• **Given exercise 1**:
In the excerpted passage about the WaMu hearing, what share of the loans made by one WaMu subsidiary went bad?
-- Start Excerpted passage --
In testimony, WaMu’s former chief executive, Kerry Killinger, sought to show his bank was gradually winding down its business in risky home mortgages in the months before its collapse. Killinger also testified that he thought federal regulators seized and sold WaMu prematurely, adding that he believed big Wall Street banks picked the winners and losers as the economy nosedived and for those “outside of the club,” like WaMu, the penalty was severe.
Sen. Carl Levin, D-Mich., chairman of the Senate Permanent Subcommittee of Investigations, offered no sympathy.
“This is damning stuff,” Levin said.
In its frenzy to sell mortgages and increase profits, Levin said, WaMu employees steered borrowers to high-risk mortgages, routinely made questionable loans to people with below-average credits scores, ignored credit standards and in some instances engaged in outright fraud. Roughly half of the loans made by one WaMu subsidiary went bad.
Though senior management was aware of the problems, it did not to stop them and, in fact, offered incentives to loan officers who increased their volumes, Levin said.
At the same time, WaMu was packaging its risky mortgages and offering them to Wall Street investment firms, who in turn offered them to investors. The investment firms were also playing the derivatives markets with their mortgage securities.
“Mortgages began to be produced for Wall Street rather than Main Street,” Levin said, adding that WaMu and other lenders created a “mortgage time bomb.”
Last week’s hearing was just the first as the investigations subcommittee will look at the role of the regulators and rating agencies in the WaMu collapse.
“It was a man-made economic assault,” Levin said. “People did it. Extreme greed was the driving force. And it will happen again unless we change the rules.”
Cantwell said WaMu’s collapse has left investors and former employees, including pensioners, wondering what happened and why.
“Shareholders are wondering why Goldman Sachs was bailed out on 100 cents on the dollar and WaMu didn’t get anything,” Cantwell said.
The senator said Wall Street’s appetite for mortgage securities fed the frenzy by banks like WaMu to offer more and more risky home loans.
-- End Excerpted passage --
-- Start Data shown --
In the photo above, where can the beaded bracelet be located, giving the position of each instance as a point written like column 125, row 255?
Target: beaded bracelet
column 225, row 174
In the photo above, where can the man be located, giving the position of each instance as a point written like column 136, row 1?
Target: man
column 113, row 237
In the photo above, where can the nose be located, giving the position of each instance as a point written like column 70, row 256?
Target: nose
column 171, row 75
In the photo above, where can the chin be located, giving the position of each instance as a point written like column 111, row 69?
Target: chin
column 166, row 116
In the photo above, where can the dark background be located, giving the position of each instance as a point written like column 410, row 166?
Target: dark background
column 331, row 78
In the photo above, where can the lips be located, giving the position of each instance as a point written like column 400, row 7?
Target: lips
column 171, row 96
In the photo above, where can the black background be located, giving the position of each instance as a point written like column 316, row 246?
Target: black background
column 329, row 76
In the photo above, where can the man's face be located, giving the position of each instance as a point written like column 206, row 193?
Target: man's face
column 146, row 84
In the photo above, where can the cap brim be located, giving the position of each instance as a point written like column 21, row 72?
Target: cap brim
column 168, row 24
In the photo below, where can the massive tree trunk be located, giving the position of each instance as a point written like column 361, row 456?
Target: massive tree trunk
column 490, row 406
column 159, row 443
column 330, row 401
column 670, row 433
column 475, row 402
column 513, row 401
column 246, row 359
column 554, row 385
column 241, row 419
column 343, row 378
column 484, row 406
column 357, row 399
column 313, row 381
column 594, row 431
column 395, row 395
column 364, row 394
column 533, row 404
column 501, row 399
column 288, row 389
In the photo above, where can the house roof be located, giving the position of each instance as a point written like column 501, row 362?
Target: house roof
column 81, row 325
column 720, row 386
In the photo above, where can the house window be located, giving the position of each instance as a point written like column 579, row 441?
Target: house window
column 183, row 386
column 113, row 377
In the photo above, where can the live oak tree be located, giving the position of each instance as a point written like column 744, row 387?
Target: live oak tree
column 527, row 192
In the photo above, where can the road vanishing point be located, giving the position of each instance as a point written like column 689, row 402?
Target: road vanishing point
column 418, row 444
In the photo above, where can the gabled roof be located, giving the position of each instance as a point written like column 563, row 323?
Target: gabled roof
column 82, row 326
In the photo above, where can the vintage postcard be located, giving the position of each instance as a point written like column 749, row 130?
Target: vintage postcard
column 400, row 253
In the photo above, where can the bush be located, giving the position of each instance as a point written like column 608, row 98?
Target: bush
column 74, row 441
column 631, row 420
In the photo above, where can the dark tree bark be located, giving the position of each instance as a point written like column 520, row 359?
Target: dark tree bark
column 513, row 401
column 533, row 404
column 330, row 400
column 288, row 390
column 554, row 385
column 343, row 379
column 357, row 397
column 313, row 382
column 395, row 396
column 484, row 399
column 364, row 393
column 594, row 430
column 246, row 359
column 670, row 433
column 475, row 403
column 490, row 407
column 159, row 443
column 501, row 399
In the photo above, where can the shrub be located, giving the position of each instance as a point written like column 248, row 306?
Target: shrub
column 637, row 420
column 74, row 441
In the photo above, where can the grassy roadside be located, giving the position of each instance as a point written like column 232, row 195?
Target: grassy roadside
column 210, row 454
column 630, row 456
-- End Data shown --
• **Given exercise 2**:
Reproduce the entries from their first line through the line containing "column 720, row 386", swapping every "massive tree trunk" for "large tree trunk" and changing nothing else.

• **Finished answer 1**:
Roughly half of them went bad.

• **Finished answer 2**:
In the photo above, where can the beaded bracelet be located, giving the position of each instance as a point written like column 125, row 255?
Target: beaded bracelet
column 225, row 174
In the photo above, where can the man be located, giving the position of each instance as a point written like column 136, row 1?
Target: man
column 113, row 237
In the photo above, where can the nose be located, giving the position of each instance as a point written like column 70, row 256?
Target: nose
column 171, row 75
In the photo above, where can the chin be located, giving the position of each instance as a point written like column 111, row 69?
Target: chin
column 166, row 116
In the photo above, where can the dark background be located, giving the position of each instance as a point written like column 410, row 166?
Target: dark background
column 331, row 78
In the photo above, where can the lips be located, giving the position of each instance as a point written like column 400, row 7?
Target: lips
column 171, row 96
In the photo above, where can the black background be located, giving the position of each instance as a point written like column 316, row 246?
Target: black background
column 329, row 76
In the photo above, where can the man's face be located, giving the position of each instance as a point written like column 206, row 193?
Target: man's face
column 146, row 84
In the photo above, where can the cap brim be located, giving the position of each instance as a point written like column 21, row 72?
Target: cap brim
column 168, row 24
In the photo below, where can the large tree trunk be located, giving the position of each instance as a point written like column 361, row 456?
Target: large tree trunk
column 490, row 406
column 159, row 443
column 330, row 401
column 670, row 433
column 475, row 402
column 513, row 401
column 246, row 359
column 554, row 385
column 241, row 419
column 343, row 378
column 484, row 406
column 357, row 399
column 313, row 381
column 594, row 431
column 395, row 395
column 364, row 394
column 533, row 404
column 501, row 399
column 288, row 389
In the photo above, where can the house roof be located, giving the position of each instance as a point written like column 501, row 362?
Target: house roof
column 81, row 325
column 720, row 386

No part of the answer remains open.